§ **Document excerpt**:
┄┄┄┄┄┄┄┄┄┄┄┄┄┄┄┄┄┄┄┄
My memory is kind of fading w.r.t. what exactly happened in London, but I seem to recall their plan was pretty much explicitly "let's embrace COVID so we can get herd immunity"?
Herd immunity was England's plan initially - until they ran the numbers.
Then they looked at a new model and realised that if they achieved herd immunity, the predicted number of people who would die, this summer, was going to be massive.
They also realised that some of those deaths would be due to the healthcare system being unable to treat a lot of people, making the number who would die even larger, and avoidably so. Presumably hospitals turning critical patients away would also be socially & politically disastrous. This started the "flatten the curve" strategy.
So they rapidly did a U-turn towards progressively increasing lockdowns, and now decreasing restrictions.
Now with a bit more thinking behind us, we also realise herd immunity might not even work as predicted, because it's not clear what are the long term effects of the virus, including immunity and ability to be infectious to others after new exposure despite having had the virus before.
Like in the USA, people aren't complying with much consistency, and it looks obvious that many people, mostly younger, don't care to protect others. The emerging anecdotes and data about long term damage when surviving do not seem to bother them either.
Nonetheless, it looks like the strategy has made a large difference to the outcome compared with what early models predicted if there were no restrictions.
┄┄┄┄┄┄┄┄┄┄┄┄┄┄┄┄┄┄┄┄
§ **Stored data entries**:
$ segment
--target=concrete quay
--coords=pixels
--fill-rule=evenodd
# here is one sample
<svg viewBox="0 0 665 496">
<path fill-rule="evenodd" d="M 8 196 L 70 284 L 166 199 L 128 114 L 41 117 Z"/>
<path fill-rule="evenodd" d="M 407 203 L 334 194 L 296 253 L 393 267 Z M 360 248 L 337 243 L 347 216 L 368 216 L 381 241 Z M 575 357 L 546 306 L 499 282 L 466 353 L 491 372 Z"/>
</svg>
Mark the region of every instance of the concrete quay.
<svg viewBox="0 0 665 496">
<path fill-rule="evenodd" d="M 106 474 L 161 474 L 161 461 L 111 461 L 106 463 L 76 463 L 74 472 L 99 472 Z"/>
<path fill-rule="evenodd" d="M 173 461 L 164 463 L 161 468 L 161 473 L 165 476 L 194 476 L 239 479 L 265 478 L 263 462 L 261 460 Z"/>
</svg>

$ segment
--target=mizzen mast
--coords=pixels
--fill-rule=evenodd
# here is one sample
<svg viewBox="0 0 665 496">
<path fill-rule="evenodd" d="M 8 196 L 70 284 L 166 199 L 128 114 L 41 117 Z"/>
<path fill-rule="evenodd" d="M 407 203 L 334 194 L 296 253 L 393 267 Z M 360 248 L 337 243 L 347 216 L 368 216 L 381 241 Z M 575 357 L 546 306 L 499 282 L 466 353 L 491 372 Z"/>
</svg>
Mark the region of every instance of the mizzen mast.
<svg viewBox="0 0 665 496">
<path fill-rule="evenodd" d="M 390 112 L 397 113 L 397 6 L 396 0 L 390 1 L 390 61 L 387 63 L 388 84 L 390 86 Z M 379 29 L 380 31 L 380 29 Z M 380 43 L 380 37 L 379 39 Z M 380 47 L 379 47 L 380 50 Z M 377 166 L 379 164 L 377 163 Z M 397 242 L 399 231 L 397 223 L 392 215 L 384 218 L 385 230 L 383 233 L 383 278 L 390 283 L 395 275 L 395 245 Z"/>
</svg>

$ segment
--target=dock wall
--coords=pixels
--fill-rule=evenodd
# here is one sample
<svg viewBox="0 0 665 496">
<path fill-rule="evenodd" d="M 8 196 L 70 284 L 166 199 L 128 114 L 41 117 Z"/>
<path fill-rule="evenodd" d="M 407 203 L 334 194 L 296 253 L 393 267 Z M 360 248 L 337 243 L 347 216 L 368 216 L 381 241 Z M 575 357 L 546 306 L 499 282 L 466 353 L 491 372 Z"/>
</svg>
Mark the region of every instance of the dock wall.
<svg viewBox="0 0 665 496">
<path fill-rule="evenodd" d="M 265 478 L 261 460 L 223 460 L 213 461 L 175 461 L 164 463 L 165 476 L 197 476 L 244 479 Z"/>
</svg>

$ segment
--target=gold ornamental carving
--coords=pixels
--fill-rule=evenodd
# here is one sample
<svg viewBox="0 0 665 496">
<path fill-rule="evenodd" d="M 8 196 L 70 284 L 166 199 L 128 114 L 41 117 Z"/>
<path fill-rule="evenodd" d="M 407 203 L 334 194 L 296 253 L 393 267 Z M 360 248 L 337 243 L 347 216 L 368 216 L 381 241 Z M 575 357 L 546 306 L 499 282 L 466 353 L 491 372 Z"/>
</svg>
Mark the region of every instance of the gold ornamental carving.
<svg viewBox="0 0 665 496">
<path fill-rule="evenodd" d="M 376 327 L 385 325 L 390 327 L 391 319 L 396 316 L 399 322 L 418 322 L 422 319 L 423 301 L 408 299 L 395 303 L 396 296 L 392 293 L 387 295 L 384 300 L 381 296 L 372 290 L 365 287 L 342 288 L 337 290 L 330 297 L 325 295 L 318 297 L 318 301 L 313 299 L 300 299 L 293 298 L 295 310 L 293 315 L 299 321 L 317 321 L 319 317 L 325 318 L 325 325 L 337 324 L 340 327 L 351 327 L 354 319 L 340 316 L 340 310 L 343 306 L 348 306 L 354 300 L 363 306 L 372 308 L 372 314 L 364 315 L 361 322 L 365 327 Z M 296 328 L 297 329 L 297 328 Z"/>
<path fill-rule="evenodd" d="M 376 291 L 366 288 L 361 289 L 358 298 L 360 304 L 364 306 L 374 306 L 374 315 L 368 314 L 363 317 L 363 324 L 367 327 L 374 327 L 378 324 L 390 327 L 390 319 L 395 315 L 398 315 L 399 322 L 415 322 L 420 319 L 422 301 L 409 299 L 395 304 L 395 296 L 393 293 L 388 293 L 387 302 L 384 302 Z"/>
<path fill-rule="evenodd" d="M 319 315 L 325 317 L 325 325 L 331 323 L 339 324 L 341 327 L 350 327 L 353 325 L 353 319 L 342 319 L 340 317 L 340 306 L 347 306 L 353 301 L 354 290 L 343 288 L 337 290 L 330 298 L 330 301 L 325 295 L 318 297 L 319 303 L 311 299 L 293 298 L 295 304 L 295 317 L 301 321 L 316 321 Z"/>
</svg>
┄┄┄┄┄┄┄┄┄┄┄┄┄┄┄┄┄┄┄┄
§ **Problem set**:
A) Answer these questions from the comment on England's COVID response:
(i) What was England's plan at first?
(ii) What strategy began once planners saw that hospitals would be unable to treat many patients?
(iii) Which people does the comment say mostly don't care to protect others?
B) Write a continuation of the comment on England's COVID response that picks up after its final sentence.

§ **Answer section**:
A)
(i) Herd immunity.
(ii) The "flatten the curve" strategy.
(iii) Mostly younger people.

B)
And now with the emerging data about long term harm (including evidence suggesting asymptomatic carriers who don't know they had it but may have sustained organ damage affecting them in future), we can be confident the strategy, by reducing the numbers of people who get it, will have made a difference to more people than previously thought.
This doesn't stop a few people from saying that the lockdown was unnecessary because there were only X deaths and the temporary new hospitals were not much used, when X is because of lockdown (and is larger than the models predicted). There are people with no brain apparently.
It seemed that way (I'm not certain it wasn't just incompetence in realising how quickly it was spreading). Then they did strict lockdown and worked hard to shield the most vulnerable. The shielding was poorly executed - like everything the UK government do.
They had 'spread the curve' type measures (stay home if sick and 'use common sense' etc) for 10 days. The infection rates carried on doubling during that time.
London is a perfect example of how quickly this thing can spread in a modern city and how many people get sick at once. The only reason the death rate wasn't way higher is that many many people self isolated for their own protection in early March.